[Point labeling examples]
* * * * * * * * *

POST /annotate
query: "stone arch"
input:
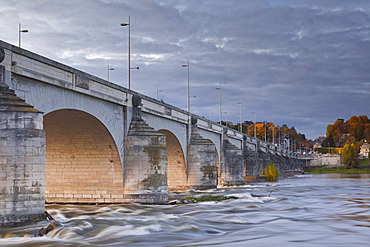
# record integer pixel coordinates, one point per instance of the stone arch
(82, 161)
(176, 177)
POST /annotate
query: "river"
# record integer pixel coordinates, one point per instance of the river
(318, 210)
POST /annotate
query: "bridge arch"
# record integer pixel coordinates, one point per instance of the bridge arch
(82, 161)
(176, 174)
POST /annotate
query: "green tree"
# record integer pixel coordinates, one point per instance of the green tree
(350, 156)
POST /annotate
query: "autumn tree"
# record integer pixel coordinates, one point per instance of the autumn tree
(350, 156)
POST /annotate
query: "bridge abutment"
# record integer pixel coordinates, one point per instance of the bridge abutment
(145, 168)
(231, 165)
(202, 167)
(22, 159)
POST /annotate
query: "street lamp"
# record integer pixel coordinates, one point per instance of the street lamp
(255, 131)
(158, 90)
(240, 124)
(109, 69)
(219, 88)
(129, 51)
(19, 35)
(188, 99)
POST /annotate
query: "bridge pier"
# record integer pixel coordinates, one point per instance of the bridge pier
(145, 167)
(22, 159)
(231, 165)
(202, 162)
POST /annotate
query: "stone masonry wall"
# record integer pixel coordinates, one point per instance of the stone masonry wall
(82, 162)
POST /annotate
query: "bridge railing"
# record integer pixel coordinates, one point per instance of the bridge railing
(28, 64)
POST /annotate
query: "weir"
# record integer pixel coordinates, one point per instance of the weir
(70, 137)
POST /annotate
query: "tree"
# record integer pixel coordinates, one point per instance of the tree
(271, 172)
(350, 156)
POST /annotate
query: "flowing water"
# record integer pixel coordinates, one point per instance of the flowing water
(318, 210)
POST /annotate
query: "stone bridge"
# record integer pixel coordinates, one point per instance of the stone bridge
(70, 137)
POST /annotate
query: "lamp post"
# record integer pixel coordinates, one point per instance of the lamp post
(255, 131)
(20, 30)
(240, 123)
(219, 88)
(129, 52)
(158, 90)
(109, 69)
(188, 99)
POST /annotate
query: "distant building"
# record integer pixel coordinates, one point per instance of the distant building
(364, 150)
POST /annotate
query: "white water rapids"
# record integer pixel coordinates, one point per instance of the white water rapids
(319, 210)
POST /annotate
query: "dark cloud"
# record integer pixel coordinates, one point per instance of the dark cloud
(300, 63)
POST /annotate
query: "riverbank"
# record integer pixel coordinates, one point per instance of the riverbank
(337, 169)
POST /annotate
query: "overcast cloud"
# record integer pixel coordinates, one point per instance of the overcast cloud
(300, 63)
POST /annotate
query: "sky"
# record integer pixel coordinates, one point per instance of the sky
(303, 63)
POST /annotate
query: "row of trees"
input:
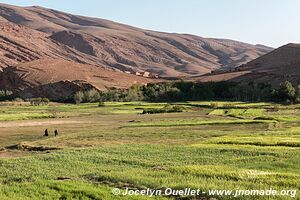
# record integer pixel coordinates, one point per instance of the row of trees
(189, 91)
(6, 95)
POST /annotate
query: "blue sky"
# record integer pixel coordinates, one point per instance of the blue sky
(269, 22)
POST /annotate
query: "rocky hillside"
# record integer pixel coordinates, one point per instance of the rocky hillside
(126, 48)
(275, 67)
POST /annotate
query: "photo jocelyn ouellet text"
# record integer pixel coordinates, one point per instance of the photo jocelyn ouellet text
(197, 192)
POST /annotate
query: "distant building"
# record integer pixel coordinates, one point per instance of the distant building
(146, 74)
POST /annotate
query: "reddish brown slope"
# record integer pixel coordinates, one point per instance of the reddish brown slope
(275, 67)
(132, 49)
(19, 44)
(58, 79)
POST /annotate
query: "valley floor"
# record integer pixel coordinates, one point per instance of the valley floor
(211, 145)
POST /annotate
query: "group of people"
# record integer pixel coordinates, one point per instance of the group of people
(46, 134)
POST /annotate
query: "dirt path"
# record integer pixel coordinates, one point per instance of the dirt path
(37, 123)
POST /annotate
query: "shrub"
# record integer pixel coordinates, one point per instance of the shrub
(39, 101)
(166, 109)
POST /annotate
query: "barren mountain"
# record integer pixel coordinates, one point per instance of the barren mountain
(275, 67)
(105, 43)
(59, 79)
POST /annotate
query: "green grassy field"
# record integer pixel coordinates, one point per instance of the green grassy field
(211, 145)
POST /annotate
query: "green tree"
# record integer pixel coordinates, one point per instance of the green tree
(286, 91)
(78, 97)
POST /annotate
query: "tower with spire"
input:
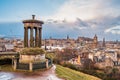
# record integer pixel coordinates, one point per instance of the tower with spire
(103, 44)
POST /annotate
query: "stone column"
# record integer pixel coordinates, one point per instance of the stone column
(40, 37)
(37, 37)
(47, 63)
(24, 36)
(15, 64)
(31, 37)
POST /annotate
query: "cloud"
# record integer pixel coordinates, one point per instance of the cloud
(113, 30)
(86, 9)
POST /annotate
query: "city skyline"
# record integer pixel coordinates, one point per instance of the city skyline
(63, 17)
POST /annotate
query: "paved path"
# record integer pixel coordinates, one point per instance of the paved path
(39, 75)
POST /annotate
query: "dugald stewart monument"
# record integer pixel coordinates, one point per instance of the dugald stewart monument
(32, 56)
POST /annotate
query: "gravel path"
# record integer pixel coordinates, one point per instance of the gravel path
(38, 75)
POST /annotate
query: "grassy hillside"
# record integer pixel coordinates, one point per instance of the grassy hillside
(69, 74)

* * * * * * * * *

--- Instructions for the task ---
Locate each line in the material above that contains the string "column", and copy every such line in full.

--- The completed task ---
query: "stone column"
# record integer pixel coordinates, one point per instance of the stone column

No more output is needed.